RECORDS TO USE:
-----
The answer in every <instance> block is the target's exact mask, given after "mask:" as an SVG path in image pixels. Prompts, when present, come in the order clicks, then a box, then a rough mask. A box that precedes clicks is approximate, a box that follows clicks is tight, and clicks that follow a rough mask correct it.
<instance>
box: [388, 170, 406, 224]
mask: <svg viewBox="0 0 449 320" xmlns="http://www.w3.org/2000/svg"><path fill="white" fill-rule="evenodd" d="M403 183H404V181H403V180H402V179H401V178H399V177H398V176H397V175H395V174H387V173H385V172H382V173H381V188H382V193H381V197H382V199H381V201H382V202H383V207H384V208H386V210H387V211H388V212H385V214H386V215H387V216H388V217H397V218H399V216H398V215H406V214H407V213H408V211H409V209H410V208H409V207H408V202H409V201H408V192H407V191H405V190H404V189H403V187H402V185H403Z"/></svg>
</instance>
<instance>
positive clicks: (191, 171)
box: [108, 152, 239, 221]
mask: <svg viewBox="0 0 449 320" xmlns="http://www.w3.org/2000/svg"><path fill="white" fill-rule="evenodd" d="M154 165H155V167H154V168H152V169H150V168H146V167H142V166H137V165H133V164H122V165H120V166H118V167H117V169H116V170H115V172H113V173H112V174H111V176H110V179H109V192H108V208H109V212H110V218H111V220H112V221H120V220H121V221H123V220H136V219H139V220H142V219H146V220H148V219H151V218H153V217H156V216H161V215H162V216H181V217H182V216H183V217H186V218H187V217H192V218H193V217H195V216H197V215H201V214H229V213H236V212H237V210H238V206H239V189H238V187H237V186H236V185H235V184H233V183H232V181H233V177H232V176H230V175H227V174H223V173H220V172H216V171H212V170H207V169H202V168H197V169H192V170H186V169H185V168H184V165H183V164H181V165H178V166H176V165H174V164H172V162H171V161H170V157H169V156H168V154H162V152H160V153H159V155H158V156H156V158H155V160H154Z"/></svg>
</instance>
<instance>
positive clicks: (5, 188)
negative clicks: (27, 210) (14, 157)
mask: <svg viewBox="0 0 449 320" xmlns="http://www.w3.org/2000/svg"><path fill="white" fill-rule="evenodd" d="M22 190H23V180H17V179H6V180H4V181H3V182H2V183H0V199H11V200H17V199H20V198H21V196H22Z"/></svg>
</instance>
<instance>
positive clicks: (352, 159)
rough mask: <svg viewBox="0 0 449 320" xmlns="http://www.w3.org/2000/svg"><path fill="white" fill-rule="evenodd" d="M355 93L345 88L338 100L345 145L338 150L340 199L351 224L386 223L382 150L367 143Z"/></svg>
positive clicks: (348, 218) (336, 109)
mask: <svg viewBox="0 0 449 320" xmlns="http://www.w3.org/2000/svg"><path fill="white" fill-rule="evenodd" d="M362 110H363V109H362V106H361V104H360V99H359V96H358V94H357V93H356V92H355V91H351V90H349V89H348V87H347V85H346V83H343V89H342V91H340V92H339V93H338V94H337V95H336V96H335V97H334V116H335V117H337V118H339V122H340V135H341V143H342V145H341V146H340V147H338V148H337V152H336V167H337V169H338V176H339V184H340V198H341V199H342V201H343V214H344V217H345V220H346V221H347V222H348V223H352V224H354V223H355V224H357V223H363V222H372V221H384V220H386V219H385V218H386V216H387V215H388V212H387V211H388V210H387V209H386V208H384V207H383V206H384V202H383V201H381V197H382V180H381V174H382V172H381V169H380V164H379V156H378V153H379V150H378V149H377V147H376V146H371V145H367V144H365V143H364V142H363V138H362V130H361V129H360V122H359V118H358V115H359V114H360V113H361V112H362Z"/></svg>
-----
EXERCISE DIRECTIONS: Rewrite every one of the records above, replacing "positive clicks" with "include clicks" and leaving everything else unchanged.

PROBLEM SOLUTION:
The answer in every <instance> block is the target's exact mask, given after "mask:" as an SVG path in image pixels. Prompts, when present, come in the order clicks, then a box, then a rough mask. A box that precedes clicks is approximate, a box that follows clicks is tight, and clicks that follow a rough mask correct it.
<instance>
box: [388, 170, 406, 224]
mask: <svg viewBox="0 0 449 320" xmlns="http://www.w3.org/2000/svg"><path fill="white" fill-rule="evenodd" d="M403 183H404V181H403V180H402V179H401V178H399V177H398V176H397V175H395V174H387V173H385V172H382V173H381V188H382V193H381V197H382V199H381V201H382V202H383V207H384V208H386V210H387V211H388V212H385V214H386V215H387V216H388V217H397V218H399V216H398V215H406V214H407V213H408V211H409V209H410V208H409V207H408V202H409V201H408V192H407V191H405V190H404V189H403V187H402V185H403Z"/></svg>
</instance>
<instance>
include clicks: (191, 171)
box: [108, 152, 239, 221]
mask: <svg viewBox="0 0 449 320" xmlns="http://www.w3.org/2000/svg"><path fill="white" fill-rule="evenodd" d="M154 165H155V167H154V168H152V169H150V168H146V167H142V166H137V165H133V164H122V165H120V166H118V167H117V169H116V170H115V172H113V173H112V174H111V176H110V179H109V192H108V208H109V212H110V218H111V220H112V221H120V220H121V221H123V220H136V219H139V220H142V219H146V220H148V219H151V218H153V217H156V216H161V215H162V216H181V217H182V216H183V217H186V218H187V217H192V218H193V217H195V216H197V215H201V214H229V213H236V212H237V210H238V206H239V189H238V187H237V186H236V185H235V184H233V183H232V181H233V177H232V176H230V175H227V174H223V173H220V172H216V171H212V170H207V169H202V168H197V169H192V170H186V169H185V168H184V165H183V164H181V165H178V166H176V165H174V164H172V162H171V161H170V157H169V156H168V154H162V152H160V153H159V155H158V156H156V158H155V160H154Z"/></svg>
</instance>
<instance>
include clicks: (5, 188)
negative clicks: (27, 210) (14, 157)
mask: <svg viewBox="0 0 449 320" xmlns="http://www.w3.org/2000/svg"><path fill="white" fill-rule="evenodd" d="M22 190H23V180H17V179H6V180H4V181H3V182H2V183H0V199H11V200H17V199H20V198H21V196H22Z"/></svg>
</instance>
<instance>
include clicks: (352, 159)
rough mask: <svg viewBox="0 0 449 320" xmlns="http://www.w3.org/2000/svg"><path fill="white" fill-rule="evenodd" d="M355 93L345 88L338 100L345 145L338 150L340 199L351 224L386 223L382 150L367 143Z"/></svg>
include clicks: (348, 218) (336, 109)
mask: <svg viewBox="0 0 449 320" xmlns="http://www.w3.org/2000/svg"><path fill="white" fill-rule="evenodd" d="M362 110H363V109H362V106H361V104H360V99H359V96H358V94H357V93H356V92H355V91H351V90H349V89H348V87H347V85H346V83H343V89H342V91H340V92H339V93H338V94H337V95H336V96H335V97H334V116H335V117H337V118H339V122H340V135H341V143H342V145H341V146H340V147H338V148H337V152H336V167H337V169H338V176H339V184H340V198H341V199H342V201H343V214H344V217H345V220H346V221H347V222H348V223H352V224H354V223H355V224H357V223H363V222H372V221H384V220H386V219H385V218H386V216H387V215H388V212H387V211H388V210H387V209H386V208H384V207H383V206H384V202H383V201H381V197H382V180H381V174H382V172H381V169H380V164H379V156H378V153H379V150H378V149H377V147H376V146H371V145H367V144H365V143H364V142H363V138H362V130H361V129H360V122H359V118H358V115H359V114H360V113H361V112H362Z"/></svg>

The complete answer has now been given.